◆ **Given entries**:
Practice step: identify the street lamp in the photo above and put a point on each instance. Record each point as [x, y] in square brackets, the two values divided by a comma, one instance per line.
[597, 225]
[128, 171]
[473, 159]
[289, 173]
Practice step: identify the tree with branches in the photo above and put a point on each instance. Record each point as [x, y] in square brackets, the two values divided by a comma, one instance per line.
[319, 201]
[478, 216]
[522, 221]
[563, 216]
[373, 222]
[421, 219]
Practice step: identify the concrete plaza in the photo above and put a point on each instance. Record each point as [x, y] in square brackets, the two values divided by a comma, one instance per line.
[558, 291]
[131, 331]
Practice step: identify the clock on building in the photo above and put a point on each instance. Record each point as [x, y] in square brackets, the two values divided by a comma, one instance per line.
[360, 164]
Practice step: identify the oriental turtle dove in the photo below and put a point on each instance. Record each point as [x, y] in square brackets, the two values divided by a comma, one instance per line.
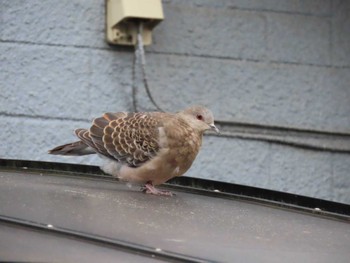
[145, 147]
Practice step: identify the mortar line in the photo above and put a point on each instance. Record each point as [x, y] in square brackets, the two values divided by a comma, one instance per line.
[129, 49]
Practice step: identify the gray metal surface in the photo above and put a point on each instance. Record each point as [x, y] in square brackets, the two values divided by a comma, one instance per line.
[216, 229]
[22, 245]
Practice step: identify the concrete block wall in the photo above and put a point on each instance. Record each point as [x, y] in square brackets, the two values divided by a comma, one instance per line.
[283, 63]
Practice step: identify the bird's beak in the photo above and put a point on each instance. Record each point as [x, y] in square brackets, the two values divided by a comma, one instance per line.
[213, 127]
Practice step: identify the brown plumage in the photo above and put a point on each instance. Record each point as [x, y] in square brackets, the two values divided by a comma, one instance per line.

◆ **Task instructions**:
An exact, picture-free copy of the listing above is the goal; write it out now.

◆ **Answer for this exercise**:
Practice step: identify the street lamp in the photo above and put a point on each instance. Record each point as [x, y] in square brackets, the two values divided by a comma, one instance per line.
[597, 225]
[128, 171]
[473, 159]
[289, 173]
Practice step: identify the tree with branches in the photo above and put a point on each instance. Record each point as [x, y] in square brackets, the two values divided by a comma, one instance per line.
[319, 201]
[478, 216]
[522, 221]
[563, 216]
[373, 222]
[421, 219]
Practice step: identify the concrete plaza in the photo above and put a point on each instance. Record each point as [x, y] in square brackets, the two values divided by a comma, one instance per line.
[558, 291]
[131, 331]
Practice step: identify the clock on building in the photo above and put a point on each instance. Record each point as [x, y] in square brackets, the two values divided by a comma, one instance per line.
[360, 164]
Practice step: identify the oriental turtle dove in the photo below and put a point on each instance. Record each point as [x, y] in square brackets, the two values divided by a comma, one instance per line.
[145, 147]
Practice step: identify the mortar line in the photo above and put a point on each instance. Record each point as [x, y] in square brackets, the two values divided by a comma, one instance per line.
[129, 49]
Practice step: identify the gray metal surface in the photo above and put a point on each instance. Record each point as [x, y] in square brackets, the two values divided by a comma, one instance per line.
[216, 229]
[22, 245]
Practice step: identify the concrete block wall in the photo above and put a point on each instance. Record each point as [x, y] in square brackets, the two values divided by a comma, one instance per line.
[283, 63]
Practice step: identify the bird's beak in the photo above and put a point on each instance. Record each point as [x, y] in square brackets, the two values divided by a comma, one instance per line.
[213, 127]
Practice step: identify the brown plumage in the photo above and put a point on each instance. Record each point as [x, y] in square brackets, the two values divided by a comma, one instance per line.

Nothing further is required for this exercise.